▶ _ASSIGNMENT_: An exact reproduction of all entries is required.

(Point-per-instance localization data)

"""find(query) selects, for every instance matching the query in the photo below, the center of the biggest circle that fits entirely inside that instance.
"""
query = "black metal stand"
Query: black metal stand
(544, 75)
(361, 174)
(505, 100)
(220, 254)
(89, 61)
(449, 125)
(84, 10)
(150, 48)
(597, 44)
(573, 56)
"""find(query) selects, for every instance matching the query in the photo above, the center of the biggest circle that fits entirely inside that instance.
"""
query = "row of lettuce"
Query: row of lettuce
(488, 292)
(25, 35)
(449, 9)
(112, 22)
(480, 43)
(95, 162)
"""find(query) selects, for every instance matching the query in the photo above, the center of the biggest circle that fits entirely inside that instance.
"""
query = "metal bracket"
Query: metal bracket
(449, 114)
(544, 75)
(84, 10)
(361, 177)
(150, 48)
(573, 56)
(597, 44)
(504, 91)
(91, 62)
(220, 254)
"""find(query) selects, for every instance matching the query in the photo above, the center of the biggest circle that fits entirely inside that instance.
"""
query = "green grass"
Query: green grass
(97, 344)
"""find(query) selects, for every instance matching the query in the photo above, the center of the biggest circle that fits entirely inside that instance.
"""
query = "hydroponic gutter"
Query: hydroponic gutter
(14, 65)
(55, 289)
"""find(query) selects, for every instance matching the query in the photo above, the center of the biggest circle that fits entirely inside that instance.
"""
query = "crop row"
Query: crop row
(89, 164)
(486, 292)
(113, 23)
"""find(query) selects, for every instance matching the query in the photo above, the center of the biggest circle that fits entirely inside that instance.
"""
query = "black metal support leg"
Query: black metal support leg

▶ _RESPONSE TO THE EXERCISE_:
"""find(query) selects, for every instance matching the query in the photo below, the center of the biggest circle that fits entirely inside that instance.
"""
query = "black metal stand"
Query: black metal stand
(544, 75)
(361, 174)
(505, 100)
(220, 254)
(89, 61)
(449, 125)
(84, 10)
(150, 48)
(597, 44)
(573, 56)
"""find(query) selects, for every instance matching the query in the photo above, the center of the biggest circle that fits entirely inside that instance.
"""
query = "row of lettuce"
Query: row of lettuce
(488, 292)
(25, 35)
(449, 9)
(112, 22)
(480, 43)
(95, 162)
"""find(query) selects, for every instance matching the query in the photo above, the center of the biggest circle that fits entirely inside that instance.
"""
query = "metal bracket"
Query: metal bracket
(449, 114)
(544, 75)
(84, 10)
(361, 177)
(150, 48)
(573, 56)
(597, 44)
(504, 91)
(91, 62)
(220, 254)
"""find(query) selects, for every instance matching the query in the photo above, the center of the biggest circle that fits entirely inside that instance.
"""
query = "green grass"
Query: green grass
(97, 344)
"""find(query) selects, for every instance matching the query in the photo above, the center of the biggest circle that fits entirely inside that instance.
"""
query = "hydroponic gutter"
Query: hydroponic gutter
(14, 65)
(55, 289)
"""find(query) selects, for every instance matching the query in the photo above, the center of the biggest circle that fits entirely inside that instance.
"""
query = "crop row"
Query: crop row
(89, 164)
(486, 292)
(113, 23)
"""find(query) selects, for every instance matching the query in the photo above, the center of the biggest circle that fits entirely inside that instance.
"""
query = "black metal support leg"
Query: black metal support leg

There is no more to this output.